### Selected passage

==========

Bureau of Land Management, Ely District Office
HC 33 Box 33500,
Ely, NV 89301-9408
Attn: District Manager, & Wild Horse Specialists:
Jared Bybee & Ben Noyes
RE: Wilson Creek Complex: Wild Horse Gather Plan and
Preliminary Environmental Assessment, Ely No.
NV-040-06-047

Dear Sirs:

Thank you for sending the Environment Assessment for the Wilson Creek Complex. Unfortunately your proposal would perpetrate a terrible injustice against the wild horses in their legal herd areas and I urge you to redo the proposal or to adopt the No Action alternative.

Do you really mean to tell us that the current population of 900 wild horses is an overpopulation in
legal Herd Management Areas (HMA’s) totalling 796,932 acres? This works out to about 900 acres per wild horse at present. This is hardly an overcrowded or overpopulated situation provided the wild horses enjoy their fair share of the water, forage, shelter, and other habitat resources here within their legal herd areas.

Yet, you remain silent on the crucial (and legally required?) point of the other utilizers of resources within the wild horses’ legal herd areas, especially the domestic livestock, cattle and sheep. Their relative proportions translated into forage usage (AUM’s) within the legal herd areas of the wild horses
(in this case Wilson Creek HMA containing 687,215 acres and Deer Lodge Canyon HMA containing 109,717 acres) should be clearly spelled out in order to give the public a much needed (and required) perspective. Can we be provided with this information?

The Appropriate Management Levels for the above two HMA’s which are areas already considerably reduced from their original 1971 legal Herd Areas (HA’s) (though by how much we do not know. – Can we be provided with this information?) – are (1) “not to exceed 160" for Wilson Creek HMA, which at most works out to 4,295 acres per individual wild horse and (2) 30-50 for Deer Lodge Canyon HMA, which works out at between 3,657 & 2,194 acres per horse.

==========

### To-do list
[1] Summarize the letter about the Wilson Creek Complex gather plan in two sentences.
[2] Set down the part of the letter starting at "Do you really" and ending at "legal herd areas.".
These rows have no connection to the letter above.

Lines of data:
==========

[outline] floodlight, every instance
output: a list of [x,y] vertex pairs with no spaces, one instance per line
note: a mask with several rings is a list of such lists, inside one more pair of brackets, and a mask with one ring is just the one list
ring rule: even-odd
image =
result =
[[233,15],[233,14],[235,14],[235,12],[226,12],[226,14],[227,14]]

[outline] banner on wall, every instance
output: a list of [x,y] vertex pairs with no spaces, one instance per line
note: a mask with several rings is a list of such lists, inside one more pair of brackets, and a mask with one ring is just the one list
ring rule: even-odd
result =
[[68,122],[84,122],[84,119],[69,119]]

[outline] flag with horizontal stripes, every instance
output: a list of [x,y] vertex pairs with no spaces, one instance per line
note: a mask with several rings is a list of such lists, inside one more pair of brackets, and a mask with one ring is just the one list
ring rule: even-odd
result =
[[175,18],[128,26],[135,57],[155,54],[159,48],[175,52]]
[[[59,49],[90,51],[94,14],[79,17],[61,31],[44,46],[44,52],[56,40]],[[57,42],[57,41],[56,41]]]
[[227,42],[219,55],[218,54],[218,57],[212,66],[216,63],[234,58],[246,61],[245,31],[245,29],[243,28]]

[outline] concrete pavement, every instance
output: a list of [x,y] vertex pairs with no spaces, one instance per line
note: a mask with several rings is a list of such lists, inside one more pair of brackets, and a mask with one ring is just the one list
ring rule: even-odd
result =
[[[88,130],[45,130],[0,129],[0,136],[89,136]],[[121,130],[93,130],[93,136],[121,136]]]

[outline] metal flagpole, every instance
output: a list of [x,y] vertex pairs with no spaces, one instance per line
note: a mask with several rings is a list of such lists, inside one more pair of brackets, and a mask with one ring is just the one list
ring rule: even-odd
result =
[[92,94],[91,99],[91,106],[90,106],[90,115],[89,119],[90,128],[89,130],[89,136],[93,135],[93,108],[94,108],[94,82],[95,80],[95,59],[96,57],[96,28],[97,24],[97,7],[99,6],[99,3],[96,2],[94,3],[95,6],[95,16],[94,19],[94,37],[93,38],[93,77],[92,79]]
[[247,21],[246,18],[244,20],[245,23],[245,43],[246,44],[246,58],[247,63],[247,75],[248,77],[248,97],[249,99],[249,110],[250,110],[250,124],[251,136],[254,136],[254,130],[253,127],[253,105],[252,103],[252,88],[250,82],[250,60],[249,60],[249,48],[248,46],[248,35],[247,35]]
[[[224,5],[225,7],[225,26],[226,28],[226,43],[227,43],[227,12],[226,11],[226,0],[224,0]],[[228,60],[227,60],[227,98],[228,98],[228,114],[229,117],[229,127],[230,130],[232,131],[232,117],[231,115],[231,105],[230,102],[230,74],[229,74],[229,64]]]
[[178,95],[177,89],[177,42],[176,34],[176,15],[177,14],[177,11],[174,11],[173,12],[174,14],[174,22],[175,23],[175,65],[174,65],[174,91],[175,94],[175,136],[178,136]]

==========

### Responses in order
[1] The writer urges the Ely District Office to redo its wild horse gather proposal or adopt the No Action alternative, arguing that 900 horses on 796,932 acres of Herd Management Areas, about 900 acres per horse, is not an overpopulation. The writer also asks for the forage use of domestic livestock within the horses' legal herd areas and for how much the areas have been reduced from their 1971 Herd Areas, and notes that the set management levels work out to thousands of acres per horse.

[2]
Do you really mean to tell us that the current population of 900 wild horses is an overpopulation in
legal Herd Management Areas (HMA’s) totalling 796,932 acres? This works out to about 900 acres per wild horse at present. This is hardly an overcrowded or overpopulated situation provided the wild horses enjoy their fair share of the water, forage, shelter, and other habitat resources here within their legal herd areas.